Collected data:

-- Begin --

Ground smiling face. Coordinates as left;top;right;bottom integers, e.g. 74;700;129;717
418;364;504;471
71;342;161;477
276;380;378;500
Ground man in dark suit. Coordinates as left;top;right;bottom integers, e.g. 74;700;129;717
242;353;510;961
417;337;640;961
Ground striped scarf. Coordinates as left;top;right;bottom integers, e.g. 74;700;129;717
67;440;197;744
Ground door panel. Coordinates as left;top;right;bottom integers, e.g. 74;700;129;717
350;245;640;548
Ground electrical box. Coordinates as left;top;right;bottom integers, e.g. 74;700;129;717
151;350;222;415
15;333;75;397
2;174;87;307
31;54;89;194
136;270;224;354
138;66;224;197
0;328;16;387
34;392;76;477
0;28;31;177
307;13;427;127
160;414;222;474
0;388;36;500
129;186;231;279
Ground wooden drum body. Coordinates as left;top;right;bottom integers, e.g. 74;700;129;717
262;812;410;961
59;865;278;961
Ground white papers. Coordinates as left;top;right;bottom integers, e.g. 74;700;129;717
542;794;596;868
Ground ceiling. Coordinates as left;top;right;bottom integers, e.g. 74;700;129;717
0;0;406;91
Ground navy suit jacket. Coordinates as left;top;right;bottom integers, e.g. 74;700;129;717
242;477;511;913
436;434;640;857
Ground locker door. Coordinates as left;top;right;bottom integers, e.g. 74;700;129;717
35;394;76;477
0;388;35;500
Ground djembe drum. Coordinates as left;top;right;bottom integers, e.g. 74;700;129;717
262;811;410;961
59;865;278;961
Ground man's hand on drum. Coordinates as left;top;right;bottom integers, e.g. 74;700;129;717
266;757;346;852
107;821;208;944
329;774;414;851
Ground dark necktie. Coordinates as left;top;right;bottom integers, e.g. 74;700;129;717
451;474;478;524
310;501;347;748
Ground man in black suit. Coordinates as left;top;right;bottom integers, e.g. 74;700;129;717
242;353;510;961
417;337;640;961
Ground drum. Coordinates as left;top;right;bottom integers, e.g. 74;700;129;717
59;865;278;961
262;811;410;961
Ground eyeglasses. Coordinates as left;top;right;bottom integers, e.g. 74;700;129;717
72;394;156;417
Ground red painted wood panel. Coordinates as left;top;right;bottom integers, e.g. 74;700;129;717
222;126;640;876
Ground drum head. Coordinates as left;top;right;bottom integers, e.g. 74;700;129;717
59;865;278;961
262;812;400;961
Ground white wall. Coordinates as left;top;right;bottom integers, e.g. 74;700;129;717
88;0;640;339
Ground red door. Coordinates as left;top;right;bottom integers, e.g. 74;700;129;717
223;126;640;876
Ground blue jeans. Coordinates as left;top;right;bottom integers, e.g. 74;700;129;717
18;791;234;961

-- End --

**SET PROBLEM**
Convert all the rows above into a two-column CSV with the header text,answer, giving one line per row. Put each field in double quotes and replace any line breaks inside a field with spaces.

**RESULT FOR THIS TASK**
text,answer
"Ground smiling face. Coordinates as left;top;right;bottom integers, e.g. 74;700;129;717","418;364;504;471 71;342;161;477 276;380;378;500"
"Ground man in dark suit. Coordinates as left;top;right;bottom integers, e.g. 74;700;129;717","242;353;510;961 417;337;640;961"
"Ground striped scarf. Coordinates as left;top;right;bottom integers, e.g. 74;700;129;717","67;440;197;744"
"Ground door panel. Coordinates as left;top;right;bottom integers, e.g. 74;700;129;717","350;245;640;548"
"Ground electrical box. Coordinates as left;top;right;bottom integers, e.g. 74;700;129;717","151;350;222;415 15;333;75;397 2;174;87;307 31;54;89;194 136;270;224;354 138;66;224;197 0;328;16;387 34;392;76;477 0;28;31;177 307;13;427;127 160;414;222;474 0;388;36;500 129;186;231;279"
"Ground wooden drum body. Coordinates as left;top;right;bottom integers, e.g. 74;700;129;717","262;812;410;961 59;865;278;961"
"Ground white papers. Coordinates as left;top;right;bottom integers, e.g. 74;700;129;717","542;794;596;868"
"Ground ceiling. Coordinates as left;top;right;bottom integers, e.g. 74;700;129;717","0;0;406;91"
"Ground navy suit jacket. Coordinates as left;top;right;bottom integers, e.g. 74;700;129;717","242;477;511;913 436;434;640;857"
"Ground locker door. Coordinates as left;top;right;bottom integers, e.g. 74;700;129;717","35;394;76;477 0;388;35;500"
"Ground djembe drum. Coordinates as left;top;right;bottom integers, e.g. 74;700;129;717","262;811;410;961 59;865;278;961"
"Ground man's hand on drum. Coordinates as left;top;right;bottom integers, e.g. 74;700;129;717","266;757;346;852 107;821;208;944 329;774;414;851"
"Ground dark necktie. Coordinates as left;top;right;bottom integers, e.g. 74;700;129;717","451;474;478;524 310;501;347;748"
"Ground man in black suit. Coordinates as left;top;right;bottom integers, e.g. 74;700;129;717","242;353;510;961 417;337;640;961"
"Ground drum. Coordinates as left;top;right;bottom integers, e.g. 74;700;129;717","59;865;278;961 262;811;410;961"
"Ground eyeglasses. Coordinates as left;top;right;bottom integers, e.g. 74;700;129;717","72;394;156;417"
"Ground red painted wood panel. Coordinates as left;top;right;bottom integers, e.g. 74;700;129;717","222;126;640;876"
"Ground drum head. Coordinates as left;top;right;bottom integers, e.g. 74;700;129;717","59;865;278;961 262;812;400;961"
"Ground white wall. Coordinates as left;top;right;bottom integers, e.g. 74;700;129;717","88;0;640;339"
"Ground red door. Coordinates as left;top;right;bottom integers, e.g. 74;700;129;717","223;126;640;876"
"Ground blue jeans. Coordinates as left;top;right;bottom integers, e.g. 74;700;129;717","18;791;234;961"